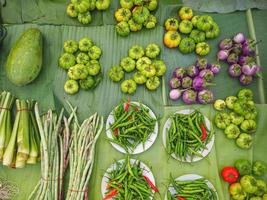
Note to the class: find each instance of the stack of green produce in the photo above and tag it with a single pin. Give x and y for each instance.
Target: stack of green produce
(149, 68)
(239, 123)
(134, 15)
(246, 180)
(19, 145)
(196, 30)
(132, 125)
(82, 9)
(81, 60)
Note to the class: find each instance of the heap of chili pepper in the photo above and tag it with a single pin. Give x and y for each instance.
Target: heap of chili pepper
(132, 125)
(191, 189)
(126, 181)
(187, 135)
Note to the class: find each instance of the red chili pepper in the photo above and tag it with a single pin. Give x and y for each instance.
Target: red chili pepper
(230, 174)
(111, 194)
(204, 132)
(153, 187)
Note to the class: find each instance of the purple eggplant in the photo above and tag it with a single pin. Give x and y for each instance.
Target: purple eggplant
(232, 59)
(234, 70)
(245, 79)
(175, 94)
(202, 63)
(207, 75)
(190, 96)
(179, 72)
(205, 96)
(187, 82)
(215, 68)
(249, 69)
(174, 83)
(226, 44)
(239, 38)
(222, 55)
(192, 71)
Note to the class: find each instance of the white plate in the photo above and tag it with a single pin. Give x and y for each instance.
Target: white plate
(139, 148)
(204, 152)
(191, 177)
(146, 172)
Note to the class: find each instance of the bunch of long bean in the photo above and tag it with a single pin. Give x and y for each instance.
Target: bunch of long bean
(191, 190)
(132, 125)
(82, 151)
(187, 135)
(126, 181)
(55, 140)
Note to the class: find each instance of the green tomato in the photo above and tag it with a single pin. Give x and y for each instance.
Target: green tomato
(197, 36)
(94, 53)
(185, 26)
(82, 58)
(128, 4)
(232, 131)
(87, 83)
(202, 48)
(85, 18)
(134, 26)
(249, 125)
(123, 29)
(102, 4)
(235, 118)
(149, 71)
(150, 22)
(160, 67)
(85, 44)
(71, 10)
(222, 120)
(71, 87)
(187, 45)
(81, 5)
(116, 73)
(128, 86)
(244, 141)
(213, 32)
(140, 14)
(70, 46)
(66, 60)
(123, 14)
(259, 168)
(243, 166)
(93, 67)
(153, 83)
(219, 104)
(204, 23)
(136, 52)
(142, 63)
(230, 102)
(128, 64)
(139, 78)
(152, 50)
(249, 184)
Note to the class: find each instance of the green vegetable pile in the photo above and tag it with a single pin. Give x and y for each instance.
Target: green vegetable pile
(18, 145)
(239, 123)
(82, 9)
(81, 60)
(126, 181)
(132, 125)
(187, 136)
(250, 184)
(191, 189)
(134, 15)
(149, 68)
(196, 30)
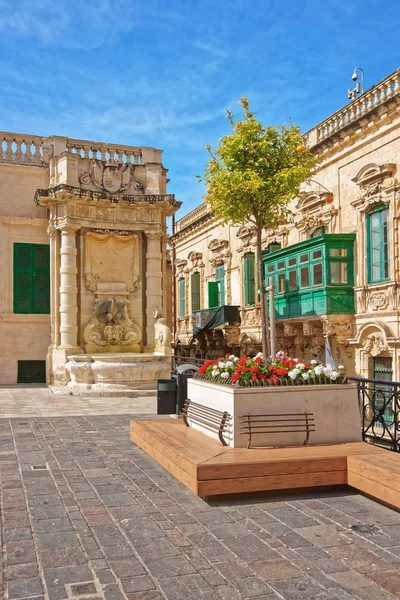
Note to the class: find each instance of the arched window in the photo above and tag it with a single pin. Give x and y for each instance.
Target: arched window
(317, 232)
(377, 222)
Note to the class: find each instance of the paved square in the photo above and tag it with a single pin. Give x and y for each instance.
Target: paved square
(99, 519)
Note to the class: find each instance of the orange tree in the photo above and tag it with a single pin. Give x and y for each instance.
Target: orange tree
(253, 176)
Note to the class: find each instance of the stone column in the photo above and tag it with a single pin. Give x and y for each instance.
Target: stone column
(68, 290)
(154, 299)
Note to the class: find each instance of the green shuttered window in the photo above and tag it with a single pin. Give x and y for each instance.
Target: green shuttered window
(220, 280)
(31, 279)
(378, 245)
(182, 303)
(195, 281)
(249, 280)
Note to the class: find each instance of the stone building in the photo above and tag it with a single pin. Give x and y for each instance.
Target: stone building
(337, 278)
(84, 259)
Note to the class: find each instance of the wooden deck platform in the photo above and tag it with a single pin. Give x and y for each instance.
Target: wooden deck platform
(209, 469)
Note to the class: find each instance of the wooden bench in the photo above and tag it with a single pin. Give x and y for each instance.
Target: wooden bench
(214, 420)
(278, 423)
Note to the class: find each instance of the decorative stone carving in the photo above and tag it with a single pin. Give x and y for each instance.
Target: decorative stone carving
(110, 329)
(373, 180)
(220, 252)
(111, 257)
(378, 300)
(375, 344)
(112, 177)
(162, 335)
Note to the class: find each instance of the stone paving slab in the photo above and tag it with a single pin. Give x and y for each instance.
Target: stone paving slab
(87, 514)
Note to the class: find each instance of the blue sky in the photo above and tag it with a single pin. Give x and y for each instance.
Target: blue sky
(157, 73)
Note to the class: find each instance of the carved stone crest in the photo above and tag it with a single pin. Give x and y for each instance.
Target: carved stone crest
(112, 177)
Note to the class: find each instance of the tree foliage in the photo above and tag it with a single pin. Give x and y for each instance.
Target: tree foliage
(253, 176)
(256, 171)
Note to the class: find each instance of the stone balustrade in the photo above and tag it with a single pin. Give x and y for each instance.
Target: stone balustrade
(21, 148)
(372, 98)
(194, 215)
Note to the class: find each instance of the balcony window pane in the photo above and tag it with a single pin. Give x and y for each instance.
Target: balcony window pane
(317, 274)
(304, 277)
(338, 272)
(338, 252)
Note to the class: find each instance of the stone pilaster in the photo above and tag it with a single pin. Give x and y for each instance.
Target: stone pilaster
(68, 290)
(154, 299)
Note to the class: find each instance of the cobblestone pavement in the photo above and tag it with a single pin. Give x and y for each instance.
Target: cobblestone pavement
(39, 401)
(86, 514)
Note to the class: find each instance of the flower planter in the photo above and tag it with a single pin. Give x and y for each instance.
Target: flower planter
(334, 406)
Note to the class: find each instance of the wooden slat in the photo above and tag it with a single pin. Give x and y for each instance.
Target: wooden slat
(384, 470)
(182, 475)
(239, 485)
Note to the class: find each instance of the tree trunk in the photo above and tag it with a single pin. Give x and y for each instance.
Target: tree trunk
(263, 303)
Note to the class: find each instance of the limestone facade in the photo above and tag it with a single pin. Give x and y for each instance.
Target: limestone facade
(101, 210)
(359, 171)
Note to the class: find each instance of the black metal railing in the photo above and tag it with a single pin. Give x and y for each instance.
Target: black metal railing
(380, 409)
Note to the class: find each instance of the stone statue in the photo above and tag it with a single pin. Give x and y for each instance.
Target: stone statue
(162, 335)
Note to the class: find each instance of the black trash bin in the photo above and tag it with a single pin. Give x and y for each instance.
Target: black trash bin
(166, 396)
(183, 373)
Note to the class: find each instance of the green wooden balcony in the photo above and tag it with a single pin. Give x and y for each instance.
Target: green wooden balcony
(314, 277)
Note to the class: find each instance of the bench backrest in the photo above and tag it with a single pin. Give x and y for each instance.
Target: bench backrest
(210, 418)
(277, 423)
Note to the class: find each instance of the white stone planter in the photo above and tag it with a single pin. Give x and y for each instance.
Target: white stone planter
(335, 408)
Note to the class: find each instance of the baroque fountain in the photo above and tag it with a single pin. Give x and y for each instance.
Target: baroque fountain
(110, 285)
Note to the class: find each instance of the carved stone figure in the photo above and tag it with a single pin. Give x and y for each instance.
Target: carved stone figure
(110, 329)
(162, 335)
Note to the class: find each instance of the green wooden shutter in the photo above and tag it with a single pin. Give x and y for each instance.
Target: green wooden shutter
(249, 280)
(212, 294)
(220, 280)
(41, 279)
(182, 307)
(195, 291)
(22, 278)
(31, 278)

____________________

Transcribe all entries above exactly. Omit the pictures.

● Your solution:
Note to the class: find each instance of the stack of green produce in the photo above and tag it with a single pin. Give x and y for each instance.
Target: stack of green produce
(149, 68)
(239, 123)
(134, 15)
(246, 180)
(19, 145)
(196, 30)
(132, 125)
(82, 9)
(81, 60)
Note to the class: find each instance of the heap of chili pepper in the photo above and tag it with a single pin. Give x and y for each instance.
Target: heap of chili pepper
(132, 125)
(191, 189)
(126, 181)
(187, 135)
Note to the class: find each instance of the red chili pepper in the photo above and tag it with a single pin. Give x and y for each instance.
Target: red chili pepper
(230, 174)
(111, 194)
(204, 132)
(153, 187)
Note to the class: find each instance of the purple eggplant in the photo above and tag it with a single pin. Give x and y for each instance.
Target: purple eggplant
(232, 59)
(234, 70)
(245, 79)
(175, 94)
(202, 63)
(207, 75)
(190, 96)
(179, 72)
(205, 96)
(187, 82)
(215, 68)
(249, 69)
(174, 83)
(226, 44)
(239, 38)
(222, 55)
(192, 71)
Note to the class: find each instance of the white plate in the photo above and tag it with a single pin. Give x and y for each instance.
Target: white plate
(139, 148)
(204, 152)
(191, 177)
(146, 172)
Note to the class: find each instance of the bunch of long bean in the photo above and tag it with a single pin. Give x and y for each instance.
Target: bunch of long bean
(191, 190)
(132, 125)
(82, 151)
(187, 135)
(126, 181)
(55, 140)
Note to the class: find each instance of the green tomato in the photo above and tag it with a single pin. Give x and y for each instance.
Target: green tomato
(197, 36)
(94, 53)
(185, 26)
(82, 58)
(128, 4)
(232, 131)
(87, 83)
(202, 48)
(85, 18)
(134, 26)
(249, 125)
(123, 29)
(102, 4)
(235, 118)
(149, 71)
(150, 22)
(160, 67)
(85, 44)
(71, 10)
(222, 120)
(71, 87)
(187, 45)
(81, 5)
(116, 73)
(128, 86)
(244, 141)
(213, 32)
(140, 14)
(70, 46)
(66, 60)
(123, 14)
(259, 168)
(243, 166)
(93, 67)
(153, 83)
(219, 104)
(204, 23)
(136, 52)
(142, 63)
(230, 102)
(128, 64)
(139, 78)
(152, 50)
(249, 184)
Note to the class: find each instance of the green vegetable pile in the photo above and tag it with a single pin. Give x and y for each instance.
Target: green vegetable pile
(18, 145)
(239, 123)
(82, 9)
(81, 60)
(126, 181)
(132, 125)
(187, 136)
(250, 184)
(191, 189)
(134, 15)
(149, 68)
(196, 30)
Note to the class: find each instance of the arched window in the photo above and tag it with a single pin. Give x and y for each instance.
Target: arched window
(317, 232)
(377, 222)
Note to the class: find each instance of the paved square in the photo above and tag it with a single pin. Give x and y for each instance.
Target: paved square
(99, 519)
Note to the class: find each instance of the orange tree in the photo above and tag it with a single pin. Give x and y for each instance.
Target: orange tree
(253, 176)
Note to the class: find each instance of the stone column in the photo above and tag it with a single pin. Give x and y for each instance.
Target: stone column
(68, 290)
(154, 299)
Note to the class: find each instance of the green shuttered window in the photo above and tag it with a single pin. Give x and y for each instance.
Target: green shuttered window
(220, 280)
(31, 279)
(378, 245)
(182, 303)
(195, 281)
(249, 280)
Note to the class: find each instance of the stone building in the photo above and tag it with a single pin. Give x and y for each instance.
Target: stone building
(337, 278)
(84, 259)
Note to the class: find each instance of the wooden deck platform in the photo above and tag it with a single pin. Give x and y for each instance.
Target: wooden deck platform
(209, 469)
Note to the class: find each instance of the wooden bench in the photo above and tag it with a single pin. Give x and y for each instance.
Target: wooden bench
(214, 420)
(278, 423)
Note to the class: find each instance of the decorative stone carving in the photo above and tag it with a single pin. Give x and y for each instance.
Target: decorative stone carving
(110, 329)
(373, 180)
(220, 252)
(111, 257)
(378, 300)
(375, 344)
(112, 177)
(162, 335)
Note to the class: find each instance of the stone paving slab in the photo above and tag it with a single pin. Give x and y for each instance.
Target: stone paving slab
(87, 514)
Note to the class: find each instance of the blue sky in the photo above and tag it with a single pin. Give x and y for each instance.
Target: blue sky
(157, 73)
Note to the class: find each instance of the carved stone crest in the photo above and tag it with a single pin. Give x and y for each instance.
Target: carved stone crest
(112, 177)
Note to the class: find each instance of the tree foliage in the photo above and tag it with a single pin. Give x and y for each instance.
Target: tree foliage
(253, 176)
(256, 171)
Note to the class: find each instance of the stone balustrade in the photo above and tag it with a single pin. Give x and y for each instance.
Target: stone balustrade
(21, 148)
(372, 98)
(194, 215)
Note to the class: find each instance of the balcony window pane in the photo above and tag it with a single pin. Give x and y for each instance.
Target: balcony window pane
(317, 274)
(304, 277)
(338, 272)
(338, 252)
Note to the class: find each instance of the stone pilaster in the photo above and tag it with a single pin. Give x and y for each instance.
Target: stone pilaster
(68, 290)
(154, 299)
Note to the class: find each instance of the cobblestone pavement in the photo above and tag it with a single pin. Give x and y for each instance.
Target: cobblestone pavement
(39, 401)
(86, 514)
Note to the class: find each instance of the flower planter in the photo above and tag it with a single pin. Give x and y for each instance.
Target: flower planter
(334, 406)
Note to the class: find each instance of the wooden slat in the photo above and tag it with a single pin. Give x and y for each instance.
Target: wooden slat
(384, 470)
(182, 475)
(239, 485)
Note to the class: find each instance of the tree trunk in the photo above and tag it with a single pin. Give x and y for each instance.
Target: tree trunk
(263, 303)
Note to the class: find each instance of the limestone facade in the photo above and tag it with a single pin. Give x and y for each instance.
Target: limestone facade
(101, 210)
(359, 171)
Note to the class: find each instance of the black metal railing in the photo above and tag it with a single pin. Give x and y for each instance.
Target: black metal railing
(380, 409)
Note to the class: find each instance of the stone statue in the photo above and tag it with a single pin. Give x and y for each instance.
Target: stone statue
(162, 335)
Note to the class: find each instance of the black trash bin in the photo above and tag it with a single pin. Give x and y for each instance.
Target: black trash bin
(166, 396)
(183, 373)
Note to the class: find each instance of the green wooden balcony in the photo above and tag it with a single pin. Give x and y for each instance.
Target: green wooden balcony
(314, 277)
Note to the class: find each instance of the bench backrest in the photo above and tag it with a single pin. Give x and y for each instance.
Target: bench backrest
(210, 418)
(277, 423)
Note to the class: find each instance of the white stone planter in the photo above and tag it with a single pin. Give x and y for each instance.
Target: white stone planter
(335, 408)
Note to the class: find each instance of the baroque fountain in the photo above and tag it with a single pin. Give x and y for each instance.
Target: baroque fountain
(110, 285)
Note to the class: find each instance of the carved stone figure in the photo above and tag it with a single pin. Give x and y for each instance.
Target: carved stone figure
(110, 329)
(162, 335)
Note to the class: find each instance of the green wooden shutter in the photo above and tag it with a single pin. Give x and y for each instance.
Target: green wooden shutter
(249, 280)
(212, 294)
(220, 280)
(41, 279)
(182, 307)
(195, 291)
(22, 278)
(31, 278)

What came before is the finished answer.